> [Exercise directions]
Copy the data below in full, exactly as it appears.

> [Data provided]
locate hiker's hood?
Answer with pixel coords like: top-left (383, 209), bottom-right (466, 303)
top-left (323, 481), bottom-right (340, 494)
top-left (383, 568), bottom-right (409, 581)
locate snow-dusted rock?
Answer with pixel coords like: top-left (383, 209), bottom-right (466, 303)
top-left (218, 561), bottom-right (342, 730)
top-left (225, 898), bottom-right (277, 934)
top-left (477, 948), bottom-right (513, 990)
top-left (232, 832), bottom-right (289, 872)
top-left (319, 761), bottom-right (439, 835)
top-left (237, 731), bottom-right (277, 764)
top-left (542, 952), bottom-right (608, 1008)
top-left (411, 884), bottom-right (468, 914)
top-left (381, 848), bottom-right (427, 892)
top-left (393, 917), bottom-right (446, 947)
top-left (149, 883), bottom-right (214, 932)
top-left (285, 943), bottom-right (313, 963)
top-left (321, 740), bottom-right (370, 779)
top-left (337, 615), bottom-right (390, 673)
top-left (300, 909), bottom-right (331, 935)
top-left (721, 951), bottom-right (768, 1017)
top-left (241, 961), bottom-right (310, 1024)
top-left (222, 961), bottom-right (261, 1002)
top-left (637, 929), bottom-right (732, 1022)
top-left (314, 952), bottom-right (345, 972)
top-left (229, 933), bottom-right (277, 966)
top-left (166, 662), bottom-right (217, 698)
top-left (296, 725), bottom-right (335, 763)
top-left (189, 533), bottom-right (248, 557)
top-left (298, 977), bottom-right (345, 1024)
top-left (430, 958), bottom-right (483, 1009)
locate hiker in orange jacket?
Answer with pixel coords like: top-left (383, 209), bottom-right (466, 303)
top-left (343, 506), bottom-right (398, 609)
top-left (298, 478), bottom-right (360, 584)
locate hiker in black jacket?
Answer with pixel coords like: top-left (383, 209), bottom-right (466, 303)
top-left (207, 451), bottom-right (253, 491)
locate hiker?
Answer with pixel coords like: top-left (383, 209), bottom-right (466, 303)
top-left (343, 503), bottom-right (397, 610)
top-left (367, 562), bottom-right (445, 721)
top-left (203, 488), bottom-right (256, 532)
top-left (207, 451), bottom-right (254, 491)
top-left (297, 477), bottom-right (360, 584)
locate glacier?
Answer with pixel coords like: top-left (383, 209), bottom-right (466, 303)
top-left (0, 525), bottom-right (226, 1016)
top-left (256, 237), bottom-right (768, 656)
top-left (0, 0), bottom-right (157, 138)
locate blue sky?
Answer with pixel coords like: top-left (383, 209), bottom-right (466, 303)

> [Task solution]
locate hiker's hood?
Answer with pixel coords like: top-left (383, 209), bottom-right (466, 303)
top-left (323, 481), bottom-right (340, 494)
top-left (383, 568), bottom-right (409, 581)
locate snow-dusted rock?
Answer with pixel coords like: top-left (383, 209), bottom-right (466, 303)
top-left (218, 561), bottom-right (342, 730)
top-left (225, 898), bottom-right (277, 934)
top-left (477, 948), bottom-right (513, 990)
top-left (232, 832), bottom-right (289, 872)
top-left (319, 761), bottom-right (439, 835)
top-left (237, 731), bottom-right (277, 764)
top-left (542, 952), bottom-right (608, 1008)
top-left (411, 884), bottom-right (468, 914)
top-left (381, 848), bottom-right (427, 892)
top-left (393, 917), bottom-right (446, 947)
top-left (149, 883), bottom-right (214, 932)
top-left (285, 943), bottom-right (313, 963)
top-left (321, 740), bottom-right (370, 779)
top-left (337, 615), bottom-right (390, 673)
top-left (300, 909), bottom-right (331, 935)
top-left (721, 951), bottom-right (768, 1017)
top-left (241, 961), bottom-right (310, 1024)
top-left (222, 961), bottom-right (261, 1002)
top-left (637, 929), bottom-right (732, 1022)
top-left (314, 952), bottom-right (345, 972)
top-left (229, 933), bottom-right (277, 966)
top-left (166, 662), bottom-right (217, 698)
top-left (296, 725), bottom-right (335, 763)
top-left (189, 533), bottom-right (248, 557)
top-left (298, 977), bottom-right (345, 1024)
top-left (430, 958), bottom-right (483, 1009)
locate hiker in orange jacket?
Answer with pixel coords like: top-left (383, 209), bottom-right (466, 303)
top-left (343, 506), bottom-right (398, 609)
top-left (298, 478), bottom-right (360, 584)
locate hiker in black jacket?
Answer with pixel coords like: top-left (383, 209), bottom-right (466, 303)
top-left (207, 451), bottom-right (253, 491)
locate hiker?
Answer with pixel coords like: top-left (383, 209), bottom-right (466, 303)
top-left (343, 503), bottom-right (397, 610)
top-left (367, 562), bottom-right (445, 721)
top-left (203, 488), bottom-right (256, 532)
top-left (207, 451), bottom-right (254, 491)
top-left (297, 477), bottom-right (360, 584)
locate glacier?
Answer with pixel coords like: top-left (383, 209), bottom-right (466, 303)
top-left (0, 525), bottom-right (226, 1016)
top-left (256, 237), bottom-right (768, 656)
top-left (0, 0), bottom-right (157, 138)
locate blue sky?
Answer with pixel coords like: top-left (383, 209), bottom-right (466, 303)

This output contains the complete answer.